Start EXTRACTED TEXT

What is a good source for woven brake lining? I need 1/4 x 2 and 1/4  1-1/2, about 8 feet of each.

[mikewest]

Joe I have the place to get the lining. Rochester Clutch and brake is a friend of mine. We can sell you what you want or Ill get you a price on installed. 

[JV Puleo]

Thanks Mike... I don't need it right away but I'm getting close.

In fact, I took a break from the machine work this morning and removed the lining from one of the rear external bands. These still need more cleaning but the hot tank did a great job of getting the old paint off. The rivets are solid and weren't countersunk...something I don't remember seeing before. They were something of a chore to remove without damaging anything.

 

 

With that done, I went back to the offset bushing I've already made twice. Let's hope the third time is a charm. Setting it up was easy enough (since I've done it before). I bored it with the special .748 reamer/cutter I had ground.

 

 

Which did a perfect job...hole is .002 undersize.

 

 

Then I used the alignment tool I'd made to get it the hole square with the back edge.

 

 

I pressed it in and then honed it to fit the brake actuating shaft. So far, so good.

 

 

The next step was to face the bushing and sleeve off flush with the front edge. Since both are at an angle I used this huge countersink with a long arbor so it will bear on the inner surface of the bushing. I tried several ways of turning this. Oddly enough, turning it by hand seemed to work best. I do not want to use an electric drill.

 

 

In this case, slow and precise are what is called for so even though it took time, the result was about as good as I could hope for.

 

 

I'm not sure if it's perfect...in fact, I don't know if the front of the casting is perfectly parallel with the rear. Being Mitchell, it probably isn't. It's actually better than it looks here and a whole lot better than it was.

I have to do the back side now but I'm off tomorrow so I may not get to it until Friday.

 

Edited October 5, 2022 by JV Puleo (see edit history)

[JV Puleo]

I used Locktite on the bushing so I had to let it set before I faced off the back side. In the meantime I worked on the backing plate. This is the problem...the plates appear to have been punched from 1/8" sheet steel in a big press. The hole in the center is very tight. I had to drive them off with a hammer but in order to fit them now they have to go on easily since I'll have them on and off many times. This plate is from the original rear axle...the one with a crack in it but is in much better condition than the plate that was on this axle.

 

 

The plates are 13-1/2" in diameter so this is a case where having a big lathe is critical. I put the big chuck on...

 

 

And set it up to bore a tiny amount out of the center. The difficult part was indicating it and it took me two or three hours to work out a way to do it. This is a radial indicator, intended to be used in a milling machine where you can move the table. Since I can't do that on the lathe I have to be able to move the indicator and it has to be solid. I finally cobbled up a mount using a surface grinder vice and the mounting block for the tool post grinder.

End EXTRACTED TEXT
Start DATASET CONTENT

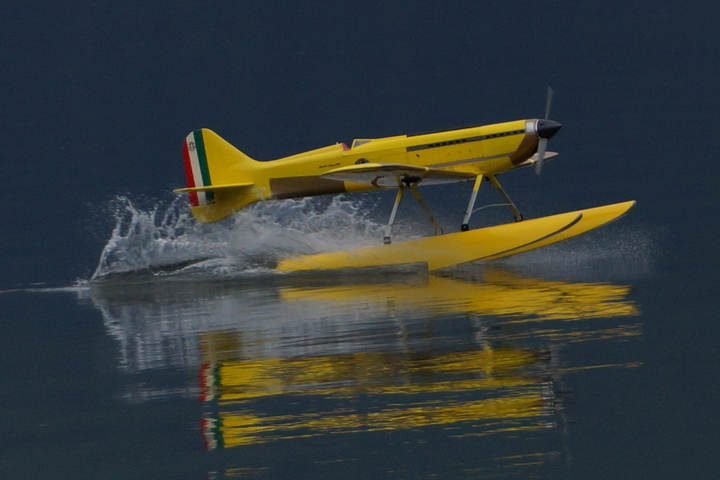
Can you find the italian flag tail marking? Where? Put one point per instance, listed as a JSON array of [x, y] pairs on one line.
[[196, 169]]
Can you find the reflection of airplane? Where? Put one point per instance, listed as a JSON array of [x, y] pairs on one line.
[[409, 390], [222, 180], [501, 293], [290, 357]]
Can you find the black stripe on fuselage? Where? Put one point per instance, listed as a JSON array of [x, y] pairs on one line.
[[458, 141]]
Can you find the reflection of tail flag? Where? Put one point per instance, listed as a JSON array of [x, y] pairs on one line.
[[219, 176]]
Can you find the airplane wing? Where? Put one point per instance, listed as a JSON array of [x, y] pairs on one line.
[[214, 187], [391, 174]]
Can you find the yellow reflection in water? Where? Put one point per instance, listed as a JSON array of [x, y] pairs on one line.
[[486, 387]]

End DATASET CONTENT

**REQUIREMENT 1**.
Answer these questions about the forum thread:
(a) What did the writer use to bore the offset bushing?
(b) What is the diameter of the backing plates?
(c) How long did it take to work out a way to indicate the backing plate on the lathe?
**REQUIREMENT 2**.
Extract every line of the entries under Stored items, unchanged, and leave the picture out of your answer.

**CORRECT RESULT 1**.
(a) The special .748 reamer/cutter the writer had ground.
(b) 13-1/2".
(c) Two or three hours.

**CORRECT RESULT 2**.
Can you find the italian flag tail marking? Where? Put one point per instance, listed as a JSON array of [x, y] pairs on one line.
[[196, 169]]
Can you find the reflection of airplane? Where? Put one point per instance, listed as a JSON array of [x, y] pairs on one line.
[[409, 390], [222, 180], [501, 293], [290, 357]]
Can you find the black stripe on fuselage? Where? Put one point per instance, listed as a JSON array of [x, y] pairs on one line.
[[458, 141]]
Can you find the reflection of tail flag? Where? Put one point per instance, listed as a JSON array of [x, y] pairs on one line.
[[219, 176]]
Can you find the airplane wing? Where? Put one point per instance, listed as a JSON array of [x, y] pairs on one line.
[[214, 187], [391, 174]]
Can you find the yellow reflection in water? Where? Put one point per instance, listed as a JSON array of [x, y] pairs on one line.
[[486, 387]]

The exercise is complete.